### PROVIDED PASSAGE

The potential is there for Pierre-Louis, even if the consistency hasn’t been.

One play from last year: The Seahawks are playing the Panthers, and Pierre-Louis is filling in at linebacker. Panthers quarterback Cam Newton dumps the ball off in the left flat for a screen to running back Jonathan Stewart. Pierre-Louis closes the 12-yard gap between himself and Stewart so quickly that Stewart gains only one yard.

In response to that play last year, former defensive coordinator Dan Quinn said, “It was no surprise to us to see how fast he was playing.”

One play from a scrimmage this preseason: Pierre-Louis bites on play-action and takes a few steps forward. He recognizes that it’s a pass play, sees the tight end slip out to the flat and breaks up the pass.

A year ago?

“I would have been there a little bit later,” he said. “It would have been the same speed, but it’s picking up those keys. … I’m able to react to it sooner.”

After watching film from that scrimmage, Carroll said Pierre-Louis “might have been the single guy that stood out the most.”

And then Pierre-Louis got hurt and has been limited since. Pierre-Louis said he’s better at understanding “keys” this year. Defensive coordinator Kris Richard said Pierre-Louis is more patient and knows where to “fit” in his run gaps.

The watered-down version: Pierre-Louis understands what to look for, what’s coming his way and where he should be better than last year. Now that needs to translate into production.

“He’s a guy that we’re really expecting a lot from this upcoming season,” Richard said.

######

▸ **WORK TASK**: Reproduce part of the passage about Pierre-Louis word for word. Start with the words "And then Pierre-Louis" and end after the words "his run gaps.".

### DATA EXCERPTS

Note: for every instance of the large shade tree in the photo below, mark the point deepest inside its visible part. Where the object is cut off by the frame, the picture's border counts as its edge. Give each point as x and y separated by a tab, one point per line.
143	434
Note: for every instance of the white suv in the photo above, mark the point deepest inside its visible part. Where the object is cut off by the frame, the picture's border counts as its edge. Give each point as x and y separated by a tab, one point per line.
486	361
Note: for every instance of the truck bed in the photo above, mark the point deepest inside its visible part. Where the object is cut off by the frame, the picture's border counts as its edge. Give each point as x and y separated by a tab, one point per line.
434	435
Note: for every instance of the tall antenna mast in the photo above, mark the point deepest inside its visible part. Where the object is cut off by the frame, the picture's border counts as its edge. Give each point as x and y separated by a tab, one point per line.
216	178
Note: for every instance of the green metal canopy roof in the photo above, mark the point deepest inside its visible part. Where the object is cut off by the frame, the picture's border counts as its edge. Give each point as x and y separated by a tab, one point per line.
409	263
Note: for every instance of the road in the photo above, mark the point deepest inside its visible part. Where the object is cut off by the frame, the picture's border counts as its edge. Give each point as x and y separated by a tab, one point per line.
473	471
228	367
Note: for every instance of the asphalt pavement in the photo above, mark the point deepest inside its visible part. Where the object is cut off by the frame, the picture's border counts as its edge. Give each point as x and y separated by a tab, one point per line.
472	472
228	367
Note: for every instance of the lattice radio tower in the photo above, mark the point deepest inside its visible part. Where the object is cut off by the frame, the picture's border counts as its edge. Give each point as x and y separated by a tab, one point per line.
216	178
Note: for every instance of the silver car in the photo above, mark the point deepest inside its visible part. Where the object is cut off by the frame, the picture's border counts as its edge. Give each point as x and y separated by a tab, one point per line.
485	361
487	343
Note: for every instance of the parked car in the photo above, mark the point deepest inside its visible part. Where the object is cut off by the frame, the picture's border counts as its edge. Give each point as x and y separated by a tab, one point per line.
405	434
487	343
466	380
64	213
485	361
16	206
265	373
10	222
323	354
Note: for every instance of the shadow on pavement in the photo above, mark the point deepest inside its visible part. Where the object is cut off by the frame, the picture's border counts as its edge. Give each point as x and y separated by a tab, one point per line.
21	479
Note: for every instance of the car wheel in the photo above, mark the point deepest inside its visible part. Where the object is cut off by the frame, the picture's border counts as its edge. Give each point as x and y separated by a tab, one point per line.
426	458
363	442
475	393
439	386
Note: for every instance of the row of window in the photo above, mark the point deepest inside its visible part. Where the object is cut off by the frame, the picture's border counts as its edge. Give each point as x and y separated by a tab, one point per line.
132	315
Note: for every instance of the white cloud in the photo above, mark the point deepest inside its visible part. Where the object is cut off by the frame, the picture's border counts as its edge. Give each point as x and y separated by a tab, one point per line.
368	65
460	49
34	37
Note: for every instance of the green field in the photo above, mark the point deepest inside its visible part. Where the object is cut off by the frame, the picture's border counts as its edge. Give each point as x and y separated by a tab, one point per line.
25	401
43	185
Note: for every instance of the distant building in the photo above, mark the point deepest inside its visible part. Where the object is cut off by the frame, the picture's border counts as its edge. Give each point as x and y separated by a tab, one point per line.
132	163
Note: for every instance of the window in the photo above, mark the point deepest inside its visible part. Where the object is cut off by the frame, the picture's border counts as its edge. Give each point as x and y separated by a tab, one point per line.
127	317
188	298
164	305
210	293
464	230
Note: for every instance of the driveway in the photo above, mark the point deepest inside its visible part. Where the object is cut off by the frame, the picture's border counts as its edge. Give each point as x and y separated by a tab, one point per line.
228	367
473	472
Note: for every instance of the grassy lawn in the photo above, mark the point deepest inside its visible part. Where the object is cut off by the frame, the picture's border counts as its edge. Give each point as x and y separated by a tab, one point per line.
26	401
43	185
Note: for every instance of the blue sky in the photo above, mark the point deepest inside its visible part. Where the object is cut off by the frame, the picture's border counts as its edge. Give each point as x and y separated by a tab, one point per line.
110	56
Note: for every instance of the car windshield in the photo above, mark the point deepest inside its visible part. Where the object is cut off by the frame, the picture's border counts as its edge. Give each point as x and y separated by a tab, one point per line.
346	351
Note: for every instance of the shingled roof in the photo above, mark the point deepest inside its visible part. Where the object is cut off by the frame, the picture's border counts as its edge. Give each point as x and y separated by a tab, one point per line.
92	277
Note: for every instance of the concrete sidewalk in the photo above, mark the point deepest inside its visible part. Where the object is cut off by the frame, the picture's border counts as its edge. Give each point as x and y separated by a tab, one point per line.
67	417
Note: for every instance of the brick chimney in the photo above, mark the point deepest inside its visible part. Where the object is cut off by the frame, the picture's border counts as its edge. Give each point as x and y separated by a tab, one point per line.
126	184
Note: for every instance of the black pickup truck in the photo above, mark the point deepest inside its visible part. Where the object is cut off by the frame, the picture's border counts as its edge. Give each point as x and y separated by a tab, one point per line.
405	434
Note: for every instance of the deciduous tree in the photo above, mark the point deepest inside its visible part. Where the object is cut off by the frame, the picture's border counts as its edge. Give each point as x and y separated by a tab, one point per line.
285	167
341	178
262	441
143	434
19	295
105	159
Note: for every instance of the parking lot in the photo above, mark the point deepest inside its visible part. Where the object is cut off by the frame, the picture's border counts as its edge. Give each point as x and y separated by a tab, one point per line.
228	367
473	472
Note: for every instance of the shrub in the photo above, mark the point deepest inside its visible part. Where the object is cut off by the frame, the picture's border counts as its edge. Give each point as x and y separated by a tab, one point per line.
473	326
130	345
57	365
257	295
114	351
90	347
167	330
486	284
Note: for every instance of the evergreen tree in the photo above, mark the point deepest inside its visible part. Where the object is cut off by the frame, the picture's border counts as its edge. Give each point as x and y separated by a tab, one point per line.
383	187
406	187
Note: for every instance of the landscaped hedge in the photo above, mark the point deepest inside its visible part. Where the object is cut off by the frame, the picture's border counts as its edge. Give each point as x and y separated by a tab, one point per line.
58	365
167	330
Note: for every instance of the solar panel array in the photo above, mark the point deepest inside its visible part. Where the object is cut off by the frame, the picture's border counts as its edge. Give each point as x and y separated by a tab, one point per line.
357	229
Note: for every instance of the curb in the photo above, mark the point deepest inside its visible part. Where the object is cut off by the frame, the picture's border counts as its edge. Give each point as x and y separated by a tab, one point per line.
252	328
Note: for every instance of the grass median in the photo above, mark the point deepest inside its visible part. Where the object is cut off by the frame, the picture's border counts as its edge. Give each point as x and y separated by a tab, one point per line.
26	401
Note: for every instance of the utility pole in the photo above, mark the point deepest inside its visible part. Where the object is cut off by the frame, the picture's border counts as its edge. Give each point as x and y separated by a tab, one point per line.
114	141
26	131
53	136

######

▸ **FINISHED EXERCISE**:
And then Pierre-Louis got hurt and has been limited since. Pierre-Louis said he’s better at understanding “keys” this year. Defensive coordinator Kris Richard said Pierre-Louis is more patient and knows where to “fit” in his run gaps.